Extracted data entries
━━━━━━━━━━━━━━━━━━━━

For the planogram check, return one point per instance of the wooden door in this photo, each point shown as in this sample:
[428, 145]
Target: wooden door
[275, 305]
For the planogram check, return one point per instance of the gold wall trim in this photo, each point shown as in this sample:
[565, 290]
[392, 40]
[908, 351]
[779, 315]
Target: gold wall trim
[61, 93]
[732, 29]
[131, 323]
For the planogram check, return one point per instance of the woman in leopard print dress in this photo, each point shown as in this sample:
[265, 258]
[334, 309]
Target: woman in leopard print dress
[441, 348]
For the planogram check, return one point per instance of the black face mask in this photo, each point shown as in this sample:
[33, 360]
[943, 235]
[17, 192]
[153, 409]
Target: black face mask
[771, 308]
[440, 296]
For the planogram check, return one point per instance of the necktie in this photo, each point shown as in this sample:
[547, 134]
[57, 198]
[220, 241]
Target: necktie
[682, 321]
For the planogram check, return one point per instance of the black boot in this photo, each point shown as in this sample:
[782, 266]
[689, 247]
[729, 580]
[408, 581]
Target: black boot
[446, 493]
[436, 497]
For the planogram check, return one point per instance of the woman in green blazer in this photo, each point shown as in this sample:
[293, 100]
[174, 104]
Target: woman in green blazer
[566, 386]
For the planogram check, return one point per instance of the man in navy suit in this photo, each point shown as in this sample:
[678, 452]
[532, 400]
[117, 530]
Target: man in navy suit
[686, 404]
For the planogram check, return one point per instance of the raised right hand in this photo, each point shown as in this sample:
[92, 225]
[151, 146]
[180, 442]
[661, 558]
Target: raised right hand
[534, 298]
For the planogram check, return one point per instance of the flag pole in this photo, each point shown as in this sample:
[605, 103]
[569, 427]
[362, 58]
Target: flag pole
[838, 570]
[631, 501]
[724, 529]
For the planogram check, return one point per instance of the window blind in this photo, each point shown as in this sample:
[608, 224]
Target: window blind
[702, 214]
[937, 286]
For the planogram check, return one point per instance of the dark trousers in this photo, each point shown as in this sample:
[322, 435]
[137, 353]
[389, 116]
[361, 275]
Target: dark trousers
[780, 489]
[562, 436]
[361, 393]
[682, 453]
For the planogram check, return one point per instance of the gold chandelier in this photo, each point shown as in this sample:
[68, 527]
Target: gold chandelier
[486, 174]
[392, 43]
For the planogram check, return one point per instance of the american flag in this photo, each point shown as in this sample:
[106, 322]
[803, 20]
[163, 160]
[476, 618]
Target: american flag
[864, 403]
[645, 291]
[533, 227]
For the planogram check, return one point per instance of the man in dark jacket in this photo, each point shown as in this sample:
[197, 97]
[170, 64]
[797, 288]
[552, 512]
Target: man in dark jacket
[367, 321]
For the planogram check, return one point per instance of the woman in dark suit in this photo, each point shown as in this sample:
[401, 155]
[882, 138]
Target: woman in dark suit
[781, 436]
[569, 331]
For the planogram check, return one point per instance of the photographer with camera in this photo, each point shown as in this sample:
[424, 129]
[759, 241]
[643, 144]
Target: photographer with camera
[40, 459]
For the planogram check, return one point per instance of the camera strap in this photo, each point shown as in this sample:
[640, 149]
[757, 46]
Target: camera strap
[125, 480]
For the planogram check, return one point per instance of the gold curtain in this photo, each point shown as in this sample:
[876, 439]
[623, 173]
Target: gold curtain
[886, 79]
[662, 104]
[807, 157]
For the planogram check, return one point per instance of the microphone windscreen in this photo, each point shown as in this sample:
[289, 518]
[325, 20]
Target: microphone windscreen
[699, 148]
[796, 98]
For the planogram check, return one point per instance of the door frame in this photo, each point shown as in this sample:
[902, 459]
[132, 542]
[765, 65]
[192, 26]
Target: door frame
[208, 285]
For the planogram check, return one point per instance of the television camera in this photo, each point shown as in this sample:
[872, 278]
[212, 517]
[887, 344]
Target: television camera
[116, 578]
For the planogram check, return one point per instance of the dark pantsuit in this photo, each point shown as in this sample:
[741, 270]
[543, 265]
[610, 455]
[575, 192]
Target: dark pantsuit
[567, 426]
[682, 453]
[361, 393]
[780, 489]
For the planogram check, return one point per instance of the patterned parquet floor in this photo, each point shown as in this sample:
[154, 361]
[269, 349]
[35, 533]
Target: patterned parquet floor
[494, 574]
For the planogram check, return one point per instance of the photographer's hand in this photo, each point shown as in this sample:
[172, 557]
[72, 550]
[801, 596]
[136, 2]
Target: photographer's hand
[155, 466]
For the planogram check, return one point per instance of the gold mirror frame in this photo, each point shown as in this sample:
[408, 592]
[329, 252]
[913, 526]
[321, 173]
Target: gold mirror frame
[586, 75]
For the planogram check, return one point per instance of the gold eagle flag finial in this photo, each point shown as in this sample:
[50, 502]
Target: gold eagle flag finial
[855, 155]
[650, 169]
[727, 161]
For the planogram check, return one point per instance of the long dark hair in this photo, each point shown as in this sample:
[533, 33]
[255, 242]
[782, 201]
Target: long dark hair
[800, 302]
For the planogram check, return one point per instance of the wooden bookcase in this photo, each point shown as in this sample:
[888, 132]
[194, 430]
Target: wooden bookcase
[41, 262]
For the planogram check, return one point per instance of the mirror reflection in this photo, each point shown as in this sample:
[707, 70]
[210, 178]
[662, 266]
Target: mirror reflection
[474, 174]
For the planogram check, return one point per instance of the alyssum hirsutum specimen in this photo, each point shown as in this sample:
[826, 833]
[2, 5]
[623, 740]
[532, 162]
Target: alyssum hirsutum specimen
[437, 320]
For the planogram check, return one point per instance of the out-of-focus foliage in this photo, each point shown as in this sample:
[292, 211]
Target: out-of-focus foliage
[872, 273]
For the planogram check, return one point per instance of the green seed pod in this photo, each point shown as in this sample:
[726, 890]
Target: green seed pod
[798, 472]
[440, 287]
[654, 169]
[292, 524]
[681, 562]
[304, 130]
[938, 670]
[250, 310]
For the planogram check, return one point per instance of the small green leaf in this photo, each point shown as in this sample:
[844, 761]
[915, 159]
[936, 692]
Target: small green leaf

━━━━━━━━━━━━━━━━━━━━

## [TASK TO COMPLETE]
Please rewrite all of the data above, renaming every "planogram check" to "shelf audit" and keeping everything else unchanged.

## [REPLY TO THE TASK]
For the shelf audit, return one point per instance of the wooden door in this photo, each point shown as in this sample:
[428, 145]
Target: wooden door
[275, 305]
For the shelf audit, return one point per instance of the gold wall trim in this photo, each point shown as in this sample:
[565, 290]
[392, 40]
[908, 351]
[779, 315]
Target: gold wall trim
[61, 93]
[732, 29]
[131, 323]
For the shelf audit, return one point per instance of the woman in leopard print dress in this photo, each point shown as in this sample:
[265, 258]
[334, 309]
Target: woman in leopard print dress
[441, 348]
For the shelf audit, return one point per instance of the black face mask in this photo, each point shown as in this sample:
[33, 360]
[943, 235]
[17, 192]
[153, 409]
Target: black face mask
[771, 308]
[440, 296]
For the shelf audit, return one point per instance of the necktie in this photo, each point shown as in this sample:
[547, 134]
[57, 198]
[220, 241]
Target: necktie
[682, 321]
For the shelf audit, return one point per instance of the black boot in this photo, each point shown as in this sample:
[782, 266]
[689, 247]
[729, 580]
[408, 581]
Target: black boot
[446, 493]
[436, 497]
For the shelf audit, return one point per instance of the woman in green blazer in this photo, each point shown as in this sample:
[293, 100]
[174, 104]
Target: woman in green blazer
[566, 386]
For the shelf audit, return one point per instance of the man in navy suit in this photo, each point shown as in this sample:
[678, 452]
[532, 400]
[117, 530]
Target: man in navy suit
[686, 404]
For the shelf audit, return one point per instance of the raised right hand in this photo, each point shown as in this sample:
[92, 225]
[151, 146]
[180, 442]
[661, 558]
Target: raised right hand
[534, 298]
For the shelf audit, return one point per instance of the flag pole in this photo, each point shown as in this sample:
[605, 103]
[569, 427]
[362, 58]
Target: flag pole
[838, 570]
[631, 501]
[724, 529]
For the shelf audit, return one point per instance of the window blind in this photo, each point shown as in this sample:
[608, 224]
Target: window blind
[702, 214]
[937, 286]
For the shelf audit, return one point per instance of the dark trousers in this photo, each point shown as in this sample:
[322, 435]
[137, 353]
[389, 116]
[361, 275]
Target: dark trousers
[780, 489]
[562, 436]
[361, 393]
[682, 453]
For the shelf audit, return one point per instance of the gold chandelier in this photo, each point shown as in this sample:
[68, 527]
Target: gold chandelier
[486, 174]
[392, 43]
For the shelf audit, return one point per instance of the american flag in this photo, each point shown as in this sample:
[106, 322]
[803, 20]
[163, 160]
[476, 618]
Target: american flag
[864, 403]
[645, 291]
[533, 227]
For the shelf audit, return one point per instance of the man in dark jacket in this photo, each point shown as in this sample:
[197, 97]
[170, 64]
[797, 288]
[552, 512]
Target: man in dark jacket
[367, 321]
For the shelf audit, return one point per instance of the woman in dark suit in this photo, each point shown as in this sample:
[401, 155]
[882, 138]
Target: woman in dark suit
[781, 436]
[569, 331]
For the shelf audit, return one point per instance of the photographer with camera in this photo, each point shown as in this sample:
[424, 129]
[759, 241]
[643, 144]
Target: photographer with camera
[40, 459]
For the shelf audit, return one point per instance of the camera strap in this photo, each point shown as in this sample:
[640, 149]
[757, 46]
Target: camera strap
[125, 480]
For the shelf audit, return one point per instance of the gold curtain in this photo, each point shown as in this sample:
[876, 439]
[623, 173]
Target: gold curtain
[886, 79]
[662, 104]
[807, 157]
For the shelf audit, return one point per instance of the microphone windscreen in this photo, each point shown as in this sample:
[289, 518]
[325, 20]
Target: microphone windscreen
[699, 148]
[796, 98]
For the shelf audit, return one point per instance of the door frame in this photo, each point shown as in this sample:
[902, 459]
[132, 542]
[765, 65]
[192, 26]
Target: door frame
[208, 285]
For the shelf audit, return one point per instance of the television camera in this photo, each point shown as in this sample:
[872, 278]
[212, 517]
[887, 344]
Target: television camera
[116, 578]
For the shelf audit, return one point per instance of the dark pantsuit in this photo, each point shown as in this sample:
[741, 270]
[543, 265]
[610, 455]
[575, 192]
Target: dark pantsuit
[567, 426]
[682, 453]
[361, 393]
[780, 489]
For the shelf audit, return one point per instance of the patterned parquet floor in this photo, each point shown as in this sample:
[154, 361]
[269, 349]
[35, 533]
Target: patterned parquet floor
[494, 574]
For the shelf audit, return one point per instance of the photographer's hand in this photo, each point shown as in this sample:
[172, 557]
[72, 550]
[801, 596]
[136, 2]
Target: photographer's hand
[155, 466]
For the shelf audit, return one point per instance of the gold mirror frame in this photo, each point shown as in this sample:
[408, 592]
[329, 252]
[913, 526]
[321, 173]
Target: gold mirror frame
[586, 75]
For the shelf audit, return one point per instance of the gold eagle flag finial in this photo, each point shown as in this sample:
[50, 502]
Target: gold eagle flag finial
[855, 155]
[650, 169]
[727, 161]
For the shelf audit, return one point per instance of the long dark hair in this photo, each point shown as in this sample:
[533, 33]
[255, 242]
[782, 201]
Target: long dark hair
[800, 302]
For the shelf audit, return one point per instance of the wooden bookcase in this photo, each point shown as in this sample:
[888, 132]
[194, 430]
Target: wooden bookcase
[41, 262]
For the shelf audit, return one point per instance of the mirror reflection in this photo, each point shown as in this sample:
[707, 70]
[210, 178]
[662, 266]
Target: mirror reflection
[474, 174]
For the shelf audit, return one point per instance of the alyssum hirsutum specimen in this photo, each point shown as in this sample:
[826, 833]
[2, 5]
[623, 740]
[532, 162]
Target: alyssum hirsutum specimen
[437, 320]
For the shelf audit, return one point per instance of the out-of-focus foliage in this photo, each point shown as in this sample:
[292, 211]
Target: out-of-focus foliage
[872, 273]
For the shelf audit, return one point per instance of the green seed pod in this photo, each point shown as in this sample:
[726, 890]
Target: green seed pod
[798, 472]
[440, 287]
[654, 169]
[292, 524]
[681, 562]
[304, 130]
[938, 670]
[250, 310]
For the shelf audit, return one point per instance of the small green leaf in this photo, each point shown as in this sample:
[844, 761]
[915, 159]
[936, 692]
Target: small green leaf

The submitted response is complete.